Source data
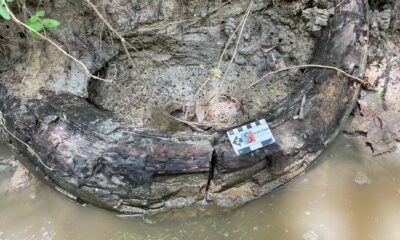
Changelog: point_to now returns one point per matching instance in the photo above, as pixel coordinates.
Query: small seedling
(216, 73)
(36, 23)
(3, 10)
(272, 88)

--

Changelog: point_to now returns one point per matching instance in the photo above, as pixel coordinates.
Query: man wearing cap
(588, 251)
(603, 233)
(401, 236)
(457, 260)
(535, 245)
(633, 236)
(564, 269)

==

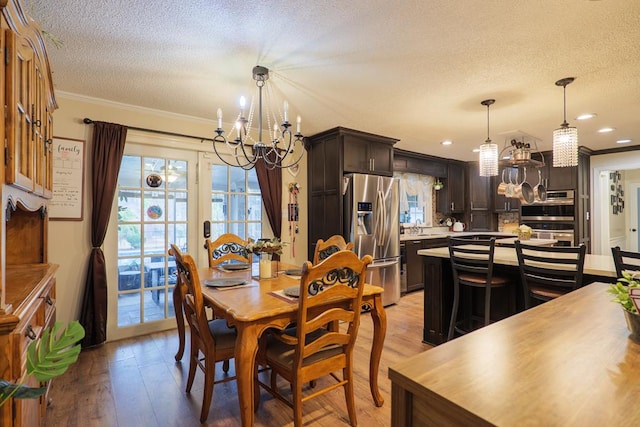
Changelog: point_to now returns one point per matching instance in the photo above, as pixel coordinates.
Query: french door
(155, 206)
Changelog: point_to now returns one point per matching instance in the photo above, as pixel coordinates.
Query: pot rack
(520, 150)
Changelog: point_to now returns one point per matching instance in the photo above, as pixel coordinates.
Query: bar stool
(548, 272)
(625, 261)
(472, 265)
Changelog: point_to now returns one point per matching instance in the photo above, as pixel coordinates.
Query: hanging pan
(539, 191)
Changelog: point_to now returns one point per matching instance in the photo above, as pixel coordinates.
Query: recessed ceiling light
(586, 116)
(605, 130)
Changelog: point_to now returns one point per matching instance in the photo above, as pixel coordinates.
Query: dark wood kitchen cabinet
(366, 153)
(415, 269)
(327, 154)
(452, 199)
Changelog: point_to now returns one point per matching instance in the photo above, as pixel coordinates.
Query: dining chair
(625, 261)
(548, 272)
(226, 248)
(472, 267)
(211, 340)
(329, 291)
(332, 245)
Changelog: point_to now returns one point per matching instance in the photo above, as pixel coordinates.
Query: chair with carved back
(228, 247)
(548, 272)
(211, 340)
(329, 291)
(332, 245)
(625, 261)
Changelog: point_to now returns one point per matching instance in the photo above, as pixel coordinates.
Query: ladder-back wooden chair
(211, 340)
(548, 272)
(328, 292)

[EXERCISE REQUIREMENTS]: Copy out every line in the items above that contains the string "chair". Matching is case-sensitive.

[WORKED SOLUTION]:
Query: dining chair
Query: chair with carved back
Query: ladder-back wooden chair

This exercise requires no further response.